YOUR INSTRUCTIONS: Repeat exactly the lines below that lie between the line with "label as a single dot per instance." and the line with "Each is formatted like [666, 77].", counting both of those lines as part of the answer.

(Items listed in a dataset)
#####

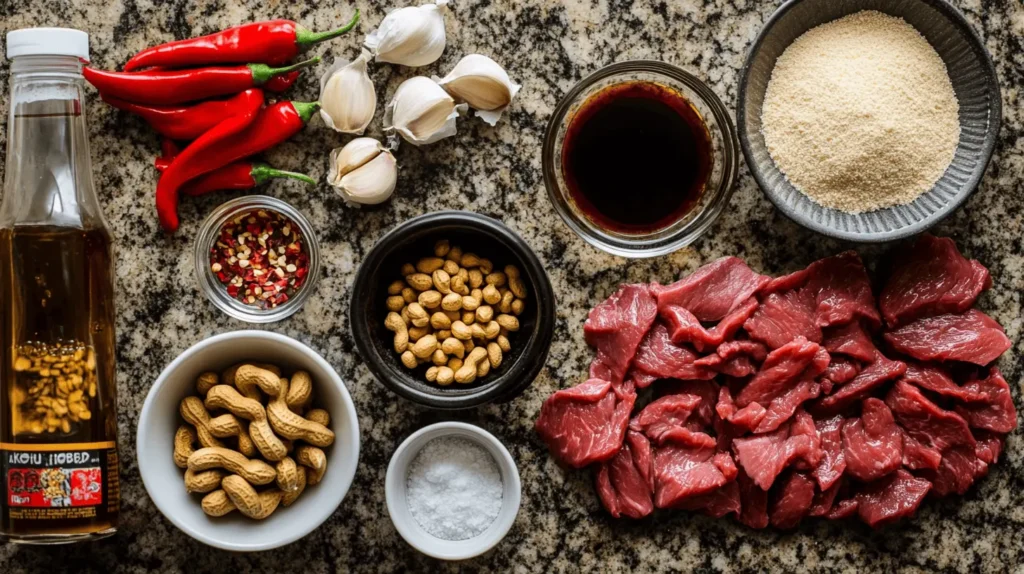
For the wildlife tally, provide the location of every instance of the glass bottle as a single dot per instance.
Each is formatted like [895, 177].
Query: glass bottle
[58, 457]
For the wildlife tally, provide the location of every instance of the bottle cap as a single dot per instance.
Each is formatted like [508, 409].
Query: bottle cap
[48, 42]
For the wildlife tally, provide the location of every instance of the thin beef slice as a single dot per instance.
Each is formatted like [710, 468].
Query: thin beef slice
[626, 483]
[936, 380]
[764, 456]
[891, 498]
[658, 357]
[872, 445]
[782, 317]
[972, 337]
[615, 327]
[793, 500]
[664, 414]
[714, 290]
[841, 291]
[682, 471]
[833, 464]
[925, 421]
[996, 413]
[585, 424]
[932, 278]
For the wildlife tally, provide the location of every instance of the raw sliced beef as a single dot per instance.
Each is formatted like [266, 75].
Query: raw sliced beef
[685, 327]
[714, 290]
[996, 413]
[841, 291]
[781, 370]
[793, 501]
[932, 278]
[972, 337]
[918, 456]
[664, 414]
[615, 327]
[764, 456]
[782, 317]
[956, 472]
[823, 500]
[657, 356]
[716, 503]
[833, 464]
[925, 421]
[891, 498]
[850, 340]
[754, 502]
[626, 483]
[936, 380]
[682, 471]
[585, 424]
[863, 385]
[872, 444]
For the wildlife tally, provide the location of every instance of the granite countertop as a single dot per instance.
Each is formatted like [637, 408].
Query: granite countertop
[547, 46]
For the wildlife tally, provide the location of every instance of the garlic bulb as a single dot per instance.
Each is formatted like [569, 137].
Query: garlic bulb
[347, 97]
[482, 84]
[421, 112]
[364, 171]
[412, 36]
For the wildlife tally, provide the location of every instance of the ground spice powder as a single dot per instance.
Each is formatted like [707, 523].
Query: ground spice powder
[860, 114]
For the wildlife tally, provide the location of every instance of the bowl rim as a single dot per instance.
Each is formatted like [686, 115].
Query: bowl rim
[212, 289]
[730, 160]
[520, 373]
[400, 460]
[988, 145]
[318, 514]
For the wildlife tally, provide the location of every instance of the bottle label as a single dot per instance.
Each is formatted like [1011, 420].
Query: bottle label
[58, 481]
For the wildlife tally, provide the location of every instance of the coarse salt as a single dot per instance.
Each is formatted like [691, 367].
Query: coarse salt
[454, 488]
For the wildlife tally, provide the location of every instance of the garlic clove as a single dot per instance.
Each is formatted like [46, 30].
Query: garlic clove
[347, 96]
[421, 112]
[482, 84]
[364, 171]
[412, 36]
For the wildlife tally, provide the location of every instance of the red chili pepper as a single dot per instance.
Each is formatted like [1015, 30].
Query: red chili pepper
[208, 143]
[272, 42]
[271, 126]
[279, 84]
[177, 86]
[182, 122]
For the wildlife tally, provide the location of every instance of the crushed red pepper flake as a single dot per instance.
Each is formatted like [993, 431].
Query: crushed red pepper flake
[260, 258]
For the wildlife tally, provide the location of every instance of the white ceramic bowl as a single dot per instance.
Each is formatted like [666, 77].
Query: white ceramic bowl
[397, 503]
[160, 418]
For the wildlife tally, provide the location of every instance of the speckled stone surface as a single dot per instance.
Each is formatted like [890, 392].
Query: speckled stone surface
[547, 46]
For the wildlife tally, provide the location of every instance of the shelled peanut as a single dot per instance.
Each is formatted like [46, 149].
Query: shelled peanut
[456, 312]
[259, 441]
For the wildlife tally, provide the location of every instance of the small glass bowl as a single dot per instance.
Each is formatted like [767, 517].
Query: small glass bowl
[215, 291]
[725, 160]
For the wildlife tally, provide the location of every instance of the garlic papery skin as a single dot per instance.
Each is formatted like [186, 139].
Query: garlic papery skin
[364, 171]
[347, 96]
[421, 112]
[412, 36]
[482, 84]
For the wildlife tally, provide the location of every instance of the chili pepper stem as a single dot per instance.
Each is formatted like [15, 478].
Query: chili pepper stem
[305, 109]
[262, 173]
[263, 73]
[305, 38]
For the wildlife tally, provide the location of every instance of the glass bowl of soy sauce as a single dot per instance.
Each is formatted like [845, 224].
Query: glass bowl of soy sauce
[640, 159]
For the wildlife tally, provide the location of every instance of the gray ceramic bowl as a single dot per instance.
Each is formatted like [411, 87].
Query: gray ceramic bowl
[974, 81]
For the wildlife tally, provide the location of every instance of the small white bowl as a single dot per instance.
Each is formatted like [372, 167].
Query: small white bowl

#####

FINISHED TASK:
For the wildlife tally, provide the location of every instance of the bottle label as a single dot per instance.
Each is formatted like [1011, 420].
Query: bottle label
[58, 481]
For the wildlife tally, provide the location of every instance of the coarse salt as a single dot per instance.
Each is formatted like [691, 367].
Query: coarse salt
[454, 488]
For the wildlife tally, provide the location of every instance of the garlic clove as a single dot per instance.
Each is formatted like [46, 30].
Query: garlic clove
[347, 96]
[421, 112]
[482, 84]
[364, 171]
[412, 36]
For the wildlife tally, provide the location of every instance of the red chili pepper as a single dot per instance.
Each is formatted like [1015, 30].
Query: red chili pepper
[208, 143]
[272, 42]
[271, 126]
[279, 84]
[177, 86]
[182, 122]
For the wildlife tally, provide the location of every instance of the crushed red pepper flake as a single dot per instance.
Each is formatted like [993, 431].
Query: crushed red pepper flake
[260, 258]
For the wildlife tally, provide the location of every instance of the white ceramic bowl as a single dot per instance.
Each is formatted like [666, 77].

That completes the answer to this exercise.